_Task objective_: Print every line of the material below, word for word and unchanged.
########
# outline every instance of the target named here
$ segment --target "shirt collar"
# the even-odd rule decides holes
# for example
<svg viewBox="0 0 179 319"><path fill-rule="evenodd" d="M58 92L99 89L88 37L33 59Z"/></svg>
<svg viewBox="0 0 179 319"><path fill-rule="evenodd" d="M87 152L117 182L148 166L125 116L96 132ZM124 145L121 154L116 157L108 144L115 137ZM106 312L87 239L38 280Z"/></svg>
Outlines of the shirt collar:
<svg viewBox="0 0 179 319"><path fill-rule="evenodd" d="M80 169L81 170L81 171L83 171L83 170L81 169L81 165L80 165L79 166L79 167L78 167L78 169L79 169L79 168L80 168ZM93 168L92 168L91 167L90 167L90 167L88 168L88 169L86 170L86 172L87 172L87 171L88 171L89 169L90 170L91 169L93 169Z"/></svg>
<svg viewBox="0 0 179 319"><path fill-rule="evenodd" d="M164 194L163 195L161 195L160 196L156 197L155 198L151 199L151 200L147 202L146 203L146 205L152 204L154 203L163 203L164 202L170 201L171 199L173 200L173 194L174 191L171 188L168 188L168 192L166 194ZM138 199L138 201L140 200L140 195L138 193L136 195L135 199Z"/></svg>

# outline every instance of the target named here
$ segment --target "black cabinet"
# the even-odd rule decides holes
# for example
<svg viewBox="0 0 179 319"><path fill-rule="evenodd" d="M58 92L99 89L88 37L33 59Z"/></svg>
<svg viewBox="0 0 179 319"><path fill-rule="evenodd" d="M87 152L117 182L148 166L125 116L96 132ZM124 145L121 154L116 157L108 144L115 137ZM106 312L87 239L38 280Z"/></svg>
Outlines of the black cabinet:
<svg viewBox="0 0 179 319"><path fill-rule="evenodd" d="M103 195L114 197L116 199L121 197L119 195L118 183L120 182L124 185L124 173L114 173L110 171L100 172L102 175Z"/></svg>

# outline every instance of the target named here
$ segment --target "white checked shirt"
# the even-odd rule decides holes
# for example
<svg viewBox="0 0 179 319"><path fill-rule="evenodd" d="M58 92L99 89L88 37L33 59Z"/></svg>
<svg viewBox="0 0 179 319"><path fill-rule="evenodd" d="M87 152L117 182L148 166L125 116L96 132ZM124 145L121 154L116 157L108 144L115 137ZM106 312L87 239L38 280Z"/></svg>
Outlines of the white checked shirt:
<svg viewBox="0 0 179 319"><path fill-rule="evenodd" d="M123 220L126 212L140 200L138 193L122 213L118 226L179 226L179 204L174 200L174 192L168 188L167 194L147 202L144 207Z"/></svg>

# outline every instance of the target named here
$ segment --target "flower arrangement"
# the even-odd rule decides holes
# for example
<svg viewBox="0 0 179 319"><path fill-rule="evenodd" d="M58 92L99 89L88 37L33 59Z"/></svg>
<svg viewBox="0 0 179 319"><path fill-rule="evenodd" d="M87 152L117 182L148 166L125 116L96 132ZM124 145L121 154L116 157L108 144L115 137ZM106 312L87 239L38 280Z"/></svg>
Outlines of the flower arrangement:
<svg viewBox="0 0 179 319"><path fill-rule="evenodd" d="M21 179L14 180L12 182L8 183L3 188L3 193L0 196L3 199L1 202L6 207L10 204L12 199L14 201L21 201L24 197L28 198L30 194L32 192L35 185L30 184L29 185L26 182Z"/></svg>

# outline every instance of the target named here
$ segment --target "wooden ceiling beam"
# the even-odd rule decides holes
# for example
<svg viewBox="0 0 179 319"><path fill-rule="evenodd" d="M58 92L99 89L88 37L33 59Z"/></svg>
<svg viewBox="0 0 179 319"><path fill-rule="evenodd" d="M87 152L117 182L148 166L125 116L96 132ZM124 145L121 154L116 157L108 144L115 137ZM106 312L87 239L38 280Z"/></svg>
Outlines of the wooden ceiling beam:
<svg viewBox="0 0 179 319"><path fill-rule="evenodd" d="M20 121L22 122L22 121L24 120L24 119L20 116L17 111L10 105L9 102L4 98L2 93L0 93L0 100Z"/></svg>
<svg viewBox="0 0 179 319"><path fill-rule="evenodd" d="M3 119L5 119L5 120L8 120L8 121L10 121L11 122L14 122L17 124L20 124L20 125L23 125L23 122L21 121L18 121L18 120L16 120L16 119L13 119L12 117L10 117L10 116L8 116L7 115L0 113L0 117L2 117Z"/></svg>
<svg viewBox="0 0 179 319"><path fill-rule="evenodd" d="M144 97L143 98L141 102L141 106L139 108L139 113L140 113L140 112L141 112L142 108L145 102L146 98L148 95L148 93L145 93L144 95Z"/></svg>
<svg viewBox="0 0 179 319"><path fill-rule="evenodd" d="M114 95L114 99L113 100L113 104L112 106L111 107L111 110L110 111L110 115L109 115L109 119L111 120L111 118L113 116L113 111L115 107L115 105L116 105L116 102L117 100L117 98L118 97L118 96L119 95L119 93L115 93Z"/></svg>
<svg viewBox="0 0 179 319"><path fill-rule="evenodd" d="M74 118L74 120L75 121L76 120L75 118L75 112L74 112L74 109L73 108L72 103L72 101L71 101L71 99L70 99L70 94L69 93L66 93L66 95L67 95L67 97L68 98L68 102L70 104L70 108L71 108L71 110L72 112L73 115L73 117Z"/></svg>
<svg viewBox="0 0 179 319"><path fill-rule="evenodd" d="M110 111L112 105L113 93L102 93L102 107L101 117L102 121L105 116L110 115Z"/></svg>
########
_Written response_:
# outline every instance of the target named here
$ segment --target "shirt collar"
# the even-odd rule decides holes
# for example
<svg viewBox="0 0 179 319"><path fill-rule="evenodd" d="M58 92L99 89L88 37L33 59Z"/></svg>
<svg viewBox="0 0 179 319"><path fill-rule="evenodd" d="M87 152L117 182L148 166L125 116L96 132ZM124 145L121 154L116 157L108 144L115 137ZM106 312L87 239L38 280Z"/></svg>
Outlines of the shirt collar:
<svg viewBox="0 0 179 319"><path fill-rule="evenodd" d="M80 169L81 170L81 171L83 171L83 170L81 169L81 165L80 165L79 166L79 167L78 167L78 169L79 169L79 168L80 168ZM93 168L92 168L91 167L90 167L90 167L88 168L88 169L86 170L86 172L87 172L87 171L88 171L89 169L90 170L91 169L93 169Z"/></svg>
<svg viewBox="0 0 179 319"><path fill-rule="evenodd" d="M164 194L163 195L161 195L160 196L156 197L155 198L151 199L151 200L147 202L146 203L146 205L152 204L154 203L163 203L164 202L170 201L171 199L173 200L173 194L174 191L171 188L168 188L168 192L166 194ZM138 199L138 201L140 200L140 195L138 193L136 195L135 199Z"/></svg>

# outline every instance of the target named here
$ segment --target "black cabinet"
# the even-odd rule decides holes
# for example
<svg viewBox="0 0 179 319"><path fill-rule="evenodd" d="M58 92L99 89L88 37L33 59Z"/></svg>
<svg viewBox="0 0 179 319"><path fill-rule="evenodd" d="M87 152L117 182L148 166L125 116L96 132ZM124 145L121 154L116 157L108 144L115 137ZM106 312L87 239L38 280Z"/></svg>
Outlines of the black cabinet:
<svg viewBox="0 0 179 319"><path fill-rule="evenodd" d="M103 195L114 197L116 199L121 197L119 195L118 183L120 182L124 185L124 173L114 173L110 171L100 172L102 175Z"/></svg>

# outline every instance of the target named here
$ segment --target "white checked shirt"
# the even-odd rule decides holes
# for example
<svg viewBox="0 0 179 319"><path fill-rule="evenodd" d="M58 92L99 89L88 37L33 59Z"/></svg>
<svg viewBox="0 0 179 319"><path fill-rule="evenodd" d="M87 152L117 182L148 166L125 116L96 132ZM124 145L121 154L116 157L108 144L115 137ZM106 312L87 239L38 280Z"/></svg>
Outlines of the white checked shirt:
<svg viewBox="0 0 179 319"><path fill-rule="evenodd" d="M123 220L126 212L140 200L138 193L122 213L118 226L179 226L179 204L174 200L174 192L168 188L167 194L147 202L144 207Z"/></svg>

# outline every instance of the target named here
$ segment --target "flower arrangement"
# the even-odd rule decides holes
# for example
<svg viewBox="0 0 179 319"><path fill-rule="evenodd" d="M58 92L99 89L88 37L33 59Z"/></svg>
<svg viewBox="0 0 179 319"><path fill-rule="evenodd" d="M87 152L117 182L148 166L125 116L96 132ZM124 145L121 154L116 157L108 144L115 137ZM106 312L87 239L38 280Z"/></svg>
Outlines of the flower arrangement:
<svg viewBox="0 0 179 319"><path fill-rule="evenodd" d="M21 179L14 180L12 182L8 183L3 188L3 193L0 196L3 199L1 202L6 207L10 204L12 199L14 201L21 201L24 197L28 198L30 194L32 192L35 185L30 184L29 185L26 182Z"/></svg>

# outline every instance of the target named here
$ segment --target "wooden ceiling beam"
# the even-odd rule decides holes
# for example
<svg viewBox="0 0 179 319"><path fill-rule="evenodd" d="M58 92L99 89L88 37L33 59Z"/></svg>
<svg viewBox="0 0 179 319"><path fill-rule="evenodd" d="M87 152L117 182L148 166L125 116L96 132ZM124 145L121 154L116 157L108 144L115 137ZM106 312L87 239L38 280Z"/></svg>
Outlines of the wooden ceiling beam:
<svg viewBox="0 0 179 319"><path fill-rule="evenodd" d="M20 121L22 122L22 121L24 120L24 119L20 116L17 111L10 105L9 102L4 98L2 93L0 93L0 100Z"/></svg>
<svg viewBox="0 0 179 319"><path fill-rule="evenodd" d="M3 119L5 119L5 120L8 120L8 121L10 121L11 122L14 122L17 124L20 124L20 125L23 125L23 122L21 121L18 121L18 120L16 120L16 119L13 119L12 117L10 117L10 116L8 116L7 115L0 113L0 117L2 117Z"/></svg>
<svg viewBox="0 0 179 319"><path fill-rule="evenodd" d="M144 97L143 98L141 102L141 106L139 108L139 113L140 113L140 112L141 112L142 108L145 102L146 98L148 95L148 93L145 93L144 95Z"/></svg>
<svg viewBox="0 0 179 319"><path fill-rule="evenodd" d="M114 95L114 99L113 100L113 104L112 106L111 107L111 110L110 111L110 115L109 115L109 119L111 120L111 118L113 116L113 111L115 107L115 105L116 105L116 102L117 100L117 98L118 97L118 96L119 95L119 93L115 93Z"/></svg>
<svg viewBox="0 0 179 319"><path fill-rule="evenodd" d="M74 118L74 120L75 121L76 120L75 118L75 112L74 112L74 109L73 108L72 103L72 101L71 101L71 99L70 99L70 94L69 93L66 93L66 95L67 95L67 97L68 98L68 102L70 104L70 108L71 108L71 110L72 112L73 115L73 117Z"/></svg>
<svg viewBox="0 0 179 319"><path fill-rule="evenodd" d="M110 111L112 105L113 93L102 93L102 107L101 117L102 121L105 116L110 115Z"/></svg>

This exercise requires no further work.